*Task directions*
Retype the passage of the Dharma Flower Sutra commentary that begins at the words "K1. Explaining their" and ends after the words "delight in talking.".

*Selected extract*
And they have been properly mindful of them. They are thoroughly attentive to the reading and reciting of the Dharma Flower Sutra. They are doing it right now. They are reading and reciting the Great Vehicle Sutras. At all times they have their minds on what they are doing; they do not forget the Sutras. They continually cultivate and study the doctrines in the Dharma Flower Sutra. And so these Great Bodhisattvas are those whom Shakyamuni Buddha in the past taught and transformed and brought to accomplishment.
“Ajita! All these good men take no delight in dwelling with the multitudes or in much talk. They always enjoy living in quiet places where they practice with diligence and vigor, never resting. They do not take up residence with humans or gods.”
K1. Explaining their dwelling.
Shakyamuni Buddha called again, "Ajita Bodhisattva, all these good men, so many Great Bodhisattvas Mahasattvas, take no delight in dwelling with the multitudes." They do not like being in places where many people are gathered. What is meant by busy, crowded places? It refers to within and beyond the Triple Realm. Within and beyond the Triple Realm are the five skandhas, and it is these five skandhas that "the multitudes" refers to. These Bodhisattvas have all illumined and viewed the five skandhas as empty, and so they take no delight in being with the multitudes. Their five skandhas are already empty. Nor do they like much talk. Since they have already transcended the Triple Realm, they have thoroughly comprehended all dharmas as basically inexpressible. There is nothing that can be said about them, and so they take no delight in talking.

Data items
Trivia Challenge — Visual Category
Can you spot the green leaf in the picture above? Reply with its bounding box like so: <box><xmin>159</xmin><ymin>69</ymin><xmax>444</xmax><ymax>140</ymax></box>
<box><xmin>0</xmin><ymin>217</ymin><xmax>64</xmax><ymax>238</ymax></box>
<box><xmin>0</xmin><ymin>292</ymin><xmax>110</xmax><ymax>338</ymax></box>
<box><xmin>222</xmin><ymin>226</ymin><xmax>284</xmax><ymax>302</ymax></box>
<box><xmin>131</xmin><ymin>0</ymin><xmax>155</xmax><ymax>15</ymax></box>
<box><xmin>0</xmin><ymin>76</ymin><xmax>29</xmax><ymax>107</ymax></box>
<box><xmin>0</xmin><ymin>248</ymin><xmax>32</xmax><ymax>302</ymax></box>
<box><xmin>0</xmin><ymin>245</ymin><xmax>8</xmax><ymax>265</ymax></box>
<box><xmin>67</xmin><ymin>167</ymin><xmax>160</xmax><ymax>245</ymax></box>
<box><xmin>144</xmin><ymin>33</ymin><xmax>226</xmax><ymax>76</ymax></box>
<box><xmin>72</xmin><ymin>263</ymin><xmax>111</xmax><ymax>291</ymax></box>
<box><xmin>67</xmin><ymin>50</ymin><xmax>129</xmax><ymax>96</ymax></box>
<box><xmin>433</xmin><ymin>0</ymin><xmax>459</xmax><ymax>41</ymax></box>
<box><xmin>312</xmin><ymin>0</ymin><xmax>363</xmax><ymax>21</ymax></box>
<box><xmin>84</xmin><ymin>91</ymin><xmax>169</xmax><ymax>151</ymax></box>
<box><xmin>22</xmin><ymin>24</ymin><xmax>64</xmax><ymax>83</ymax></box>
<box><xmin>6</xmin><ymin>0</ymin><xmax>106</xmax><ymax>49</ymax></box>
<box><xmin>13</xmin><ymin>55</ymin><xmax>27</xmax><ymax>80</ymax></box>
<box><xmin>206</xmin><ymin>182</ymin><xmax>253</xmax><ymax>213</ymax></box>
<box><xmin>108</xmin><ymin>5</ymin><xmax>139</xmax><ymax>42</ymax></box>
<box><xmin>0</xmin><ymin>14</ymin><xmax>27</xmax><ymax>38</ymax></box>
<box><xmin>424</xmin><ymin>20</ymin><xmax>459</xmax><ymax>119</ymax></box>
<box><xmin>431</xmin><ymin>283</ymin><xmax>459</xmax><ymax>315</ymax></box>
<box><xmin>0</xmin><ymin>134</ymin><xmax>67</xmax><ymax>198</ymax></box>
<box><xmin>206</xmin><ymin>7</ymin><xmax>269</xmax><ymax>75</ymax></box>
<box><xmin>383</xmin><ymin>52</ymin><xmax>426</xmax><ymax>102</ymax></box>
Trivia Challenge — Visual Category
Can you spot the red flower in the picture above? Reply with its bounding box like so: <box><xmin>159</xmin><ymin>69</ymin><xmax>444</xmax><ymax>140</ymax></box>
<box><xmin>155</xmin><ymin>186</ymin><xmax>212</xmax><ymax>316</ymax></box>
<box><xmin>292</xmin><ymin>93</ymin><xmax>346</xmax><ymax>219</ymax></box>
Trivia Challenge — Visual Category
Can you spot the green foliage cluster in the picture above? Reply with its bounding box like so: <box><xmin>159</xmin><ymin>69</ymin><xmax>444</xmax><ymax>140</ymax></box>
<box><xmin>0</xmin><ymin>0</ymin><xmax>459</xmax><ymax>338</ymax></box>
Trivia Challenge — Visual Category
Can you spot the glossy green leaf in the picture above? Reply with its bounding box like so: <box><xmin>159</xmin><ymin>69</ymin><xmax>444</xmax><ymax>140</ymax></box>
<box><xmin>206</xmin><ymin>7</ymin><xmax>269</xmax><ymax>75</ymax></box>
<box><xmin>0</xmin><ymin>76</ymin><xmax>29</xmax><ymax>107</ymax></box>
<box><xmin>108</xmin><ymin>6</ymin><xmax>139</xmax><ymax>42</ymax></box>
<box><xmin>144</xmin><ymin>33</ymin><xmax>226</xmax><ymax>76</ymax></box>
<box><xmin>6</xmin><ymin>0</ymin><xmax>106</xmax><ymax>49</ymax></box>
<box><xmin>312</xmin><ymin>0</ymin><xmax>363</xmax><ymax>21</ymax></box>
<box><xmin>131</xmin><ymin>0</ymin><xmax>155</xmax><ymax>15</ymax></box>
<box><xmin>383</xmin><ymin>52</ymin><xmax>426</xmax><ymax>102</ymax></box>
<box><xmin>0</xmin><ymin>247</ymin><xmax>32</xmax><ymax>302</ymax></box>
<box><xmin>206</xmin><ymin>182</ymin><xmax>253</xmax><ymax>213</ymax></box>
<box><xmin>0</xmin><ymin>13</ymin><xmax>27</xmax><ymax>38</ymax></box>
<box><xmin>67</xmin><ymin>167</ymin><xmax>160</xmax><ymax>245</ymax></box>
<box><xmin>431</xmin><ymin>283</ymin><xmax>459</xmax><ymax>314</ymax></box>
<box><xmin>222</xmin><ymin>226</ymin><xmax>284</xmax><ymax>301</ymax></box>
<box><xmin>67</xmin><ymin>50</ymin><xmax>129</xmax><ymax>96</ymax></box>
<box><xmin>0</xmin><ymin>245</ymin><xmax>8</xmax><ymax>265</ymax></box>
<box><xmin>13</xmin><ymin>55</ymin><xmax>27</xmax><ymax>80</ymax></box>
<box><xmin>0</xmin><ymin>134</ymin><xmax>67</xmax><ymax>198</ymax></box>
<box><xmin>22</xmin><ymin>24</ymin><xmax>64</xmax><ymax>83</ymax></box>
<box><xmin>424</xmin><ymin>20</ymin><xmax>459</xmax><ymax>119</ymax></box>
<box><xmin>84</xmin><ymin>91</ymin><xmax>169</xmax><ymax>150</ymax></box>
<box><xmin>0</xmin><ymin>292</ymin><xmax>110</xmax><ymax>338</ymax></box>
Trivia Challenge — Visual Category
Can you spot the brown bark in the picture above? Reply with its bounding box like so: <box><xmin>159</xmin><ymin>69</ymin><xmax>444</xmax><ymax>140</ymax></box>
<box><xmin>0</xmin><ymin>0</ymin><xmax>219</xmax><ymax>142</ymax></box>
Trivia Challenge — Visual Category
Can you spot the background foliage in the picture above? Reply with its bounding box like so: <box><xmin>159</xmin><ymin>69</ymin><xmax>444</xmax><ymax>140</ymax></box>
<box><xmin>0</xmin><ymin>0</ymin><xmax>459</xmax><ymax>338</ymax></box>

---

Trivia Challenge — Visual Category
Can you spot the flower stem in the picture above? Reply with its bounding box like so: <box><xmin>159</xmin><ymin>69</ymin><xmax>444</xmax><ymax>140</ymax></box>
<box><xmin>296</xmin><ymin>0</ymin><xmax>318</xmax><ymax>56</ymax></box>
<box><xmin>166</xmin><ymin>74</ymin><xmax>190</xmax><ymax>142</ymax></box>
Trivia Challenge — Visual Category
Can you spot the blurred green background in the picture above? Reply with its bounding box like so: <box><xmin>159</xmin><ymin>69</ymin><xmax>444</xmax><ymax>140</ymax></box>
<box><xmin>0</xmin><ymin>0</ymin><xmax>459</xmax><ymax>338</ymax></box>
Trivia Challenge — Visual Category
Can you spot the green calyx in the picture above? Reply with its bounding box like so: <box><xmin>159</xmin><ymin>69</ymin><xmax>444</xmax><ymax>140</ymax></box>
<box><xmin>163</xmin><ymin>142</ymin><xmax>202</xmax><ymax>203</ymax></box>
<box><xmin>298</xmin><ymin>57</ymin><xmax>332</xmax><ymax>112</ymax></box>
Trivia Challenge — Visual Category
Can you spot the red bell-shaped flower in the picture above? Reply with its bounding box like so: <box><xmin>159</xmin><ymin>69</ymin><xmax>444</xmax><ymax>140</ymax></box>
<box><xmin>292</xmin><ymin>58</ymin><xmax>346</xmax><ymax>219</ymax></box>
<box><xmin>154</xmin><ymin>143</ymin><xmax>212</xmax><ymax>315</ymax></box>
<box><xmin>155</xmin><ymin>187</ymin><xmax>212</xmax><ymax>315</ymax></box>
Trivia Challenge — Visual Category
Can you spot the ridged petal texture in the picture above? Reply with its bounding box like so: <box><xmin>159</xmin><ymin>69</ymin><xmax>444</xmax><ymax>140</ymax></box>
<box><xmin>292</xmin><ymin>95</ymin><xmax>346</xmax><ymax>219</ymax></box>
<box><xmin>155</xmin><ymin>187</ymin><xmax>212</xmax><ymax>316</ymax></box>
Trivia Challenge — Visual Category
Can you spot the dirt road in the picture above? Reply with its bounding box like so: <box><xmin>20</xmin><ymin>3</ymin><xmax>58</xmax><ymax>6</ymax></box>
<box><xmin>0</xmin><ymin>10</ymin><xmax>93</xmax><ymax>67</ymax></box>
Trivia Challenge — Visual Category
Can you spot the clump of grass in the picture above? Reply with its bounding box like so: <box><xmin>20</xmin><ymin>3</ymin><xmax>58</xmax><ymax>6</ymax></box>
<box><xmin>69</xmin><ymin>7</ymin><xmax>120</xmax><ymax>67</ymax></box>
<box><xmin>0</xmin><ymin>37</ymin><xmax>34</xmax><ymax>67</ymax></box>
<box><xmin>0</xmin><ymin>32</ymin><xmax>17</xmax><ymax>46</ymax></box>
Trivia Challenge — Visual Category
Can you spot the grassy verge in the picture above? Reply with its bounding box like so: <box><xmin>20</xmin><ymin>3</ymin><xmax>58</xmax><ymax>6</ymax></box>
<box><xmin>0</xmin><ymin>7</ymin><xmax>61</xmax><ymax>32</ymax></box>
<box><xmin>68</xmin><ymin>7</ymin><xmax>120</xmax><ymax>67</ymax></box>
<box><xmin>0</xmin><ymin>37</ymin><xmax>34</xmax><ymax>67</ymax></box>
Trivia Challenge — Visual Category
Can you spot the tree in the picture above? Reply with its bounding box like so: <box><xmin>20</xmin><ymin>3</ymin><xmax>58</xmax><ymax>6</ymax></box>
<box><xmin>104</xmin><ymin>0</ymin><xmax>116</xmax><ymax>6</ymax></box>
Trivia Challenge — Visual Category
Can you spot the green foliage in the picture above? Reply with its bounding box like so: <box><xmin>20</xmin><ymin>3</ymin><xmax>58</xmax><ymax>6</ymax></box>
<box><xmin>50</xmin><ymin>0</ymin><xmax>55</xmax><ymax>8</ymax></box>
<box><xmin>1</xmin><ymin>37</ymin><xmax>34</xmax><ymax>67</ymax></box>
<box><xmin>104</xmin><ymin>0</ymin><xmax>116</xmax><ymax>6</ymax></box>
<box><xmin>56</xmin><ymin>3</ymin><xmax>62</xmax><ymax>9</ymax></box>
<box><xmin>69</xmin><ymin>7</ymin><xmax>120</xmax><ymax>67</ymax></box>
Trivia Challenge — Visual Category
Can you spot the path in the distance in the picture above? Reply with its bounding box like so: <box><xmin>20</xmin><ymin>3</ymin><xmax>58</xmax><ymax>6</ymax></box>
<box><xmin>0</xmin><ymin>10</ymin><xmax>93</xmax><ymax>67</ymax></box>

*Worked solution*
K1. Explaining their dwelling.
Shakyamuni Buddha called again, "Ajita Bodhisattva, all these good men, so many Great Bodhisattvas Mahasattvas, take no delight in dwelling with the multitudes." They do not like being in places where many people are gathered. What is meant by busy, crowded places? It refers to within and beyond the Triple Realm. Within and beyond the Triple Realm are the five skandhas, and it is these five skandhas that "the multitudes" refers to. These Bodhisattvas have all illumined and viewed the five skandhas as empty, and so they take no delight in being with the multitudes. Their five skandhas are already empty. Nor do they like much talk. Since they have already transcended the Triple Realm, they have thoroughly comprehended all dharmas as basically inexpressible. There is nothing that can be said about them, and so they take no delight in talking.